Member of the U.S. House of Representatives from Ohio's 11th district
- In office March 4, 1847 – March 3, 1851
- Preceded by: Jacob Brinkerhoff
- Succeeded by: George H. Busby

Personal details
- Born: May 25, 1819 Mount Vernon, Ohio, U.S.
- Died: August 11, 1863 (aged 44) Mount Vernon, Ohio, U.S.
- Resting place: Mound View Cemetery, Mount Vernon
- Party: Democratic
- Alma mater: Jefferson College

= John K. Miller =

American politician (1819–1863)

John Krepps Miller (May 25, 1819 – August 11, 1863) was an American lawyer and politician who served as a two-term U.S. Representative from Ohio from 1847 to 1851.

==Early life==
Born in Mount Vernon, Ohio, Miller attended the public schools. He graduated from Jefferson College, Canonsburg, Pennsylvania (now Washington & Jefferson College, in 1838. He studied law and was admitted to the bar in 1841. He then commenced practice in Mount Vernon, Ohio.

==Politics==
He served as delegate to the Democratic National Convention in 1844.

==Congress==
Miller was elected as a Democrat to the Thirtieth and Thirty-first Congresses (March 4, 1847 – March 3, 1851).

Part of a data file:
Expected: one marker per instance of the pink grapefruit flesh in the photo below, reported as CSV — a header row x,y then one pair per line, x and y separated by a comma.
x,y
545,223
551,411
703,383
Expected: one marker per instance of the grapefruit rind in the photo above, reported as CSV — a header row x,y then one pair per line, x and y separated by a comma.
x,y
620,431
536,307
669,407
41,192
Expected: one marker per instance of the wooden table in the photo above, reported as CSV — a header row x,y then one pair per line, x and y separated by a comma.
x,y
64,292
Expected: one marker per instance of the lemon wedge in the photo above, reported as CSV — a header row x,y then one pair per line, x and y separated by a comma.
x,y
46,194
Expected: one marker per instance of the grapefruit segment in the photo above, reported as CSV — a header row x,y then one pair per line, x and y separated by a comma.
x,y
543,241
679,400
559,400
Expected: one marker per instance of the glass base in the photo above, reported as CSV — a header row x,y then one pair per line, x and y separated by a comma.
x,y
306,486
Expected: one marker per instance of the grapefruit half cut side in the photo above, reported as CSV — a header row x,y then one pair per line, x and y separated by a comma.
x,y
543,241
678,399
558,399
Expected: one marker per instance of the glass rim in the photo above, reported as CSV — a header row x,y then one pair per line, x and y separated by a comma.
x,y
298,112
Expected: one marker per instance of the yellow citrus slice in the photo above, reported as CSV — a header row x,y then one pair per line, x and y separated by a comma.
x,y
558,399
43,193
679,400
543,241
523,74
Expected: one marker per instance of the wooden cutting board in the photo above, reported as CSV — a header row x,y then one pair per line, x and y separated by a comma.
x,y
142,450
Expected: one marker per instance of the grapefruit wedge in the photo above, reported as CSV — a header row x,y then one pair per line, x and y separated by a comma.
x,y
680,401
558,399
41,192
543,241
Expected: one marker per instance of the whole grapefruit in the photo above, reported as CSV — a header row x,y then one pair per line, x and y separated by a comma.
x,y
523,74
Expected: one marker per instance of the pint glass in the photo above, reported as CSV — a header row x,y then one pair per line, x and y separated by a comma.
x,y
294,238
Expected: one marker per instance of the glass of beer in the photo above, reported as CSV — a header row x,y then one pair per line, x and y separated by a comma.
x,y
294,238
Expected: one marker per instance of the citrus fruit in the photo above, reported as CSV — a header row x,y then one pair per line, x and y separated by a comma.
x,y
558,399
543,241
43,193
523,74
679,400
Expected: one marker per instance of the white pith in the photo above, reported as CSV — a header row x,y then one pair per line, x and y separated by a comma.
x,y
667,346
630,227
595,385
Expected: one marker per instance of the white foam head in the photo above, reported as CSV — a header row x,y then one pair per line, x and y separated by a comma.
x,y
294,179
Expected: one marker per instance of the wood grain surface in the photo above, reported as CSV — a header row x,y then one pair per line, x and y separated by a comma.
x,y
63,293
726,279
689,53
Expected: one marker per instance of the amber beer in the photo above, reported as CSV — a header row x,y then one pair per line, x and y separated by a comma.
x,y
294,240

_Written request_:
Using the article on John K. Miller, answer these questions:
1. Who preceded Miller as U.S. Representative from Ohio's 11th district?
2. In what year was Miller admitted to the bar?
3. Which convention did Miller attend as a delegate in 1844?

_Task solution_:
1. Jacob Brinkerhoff
2. 1841
3. The Democratic National Convention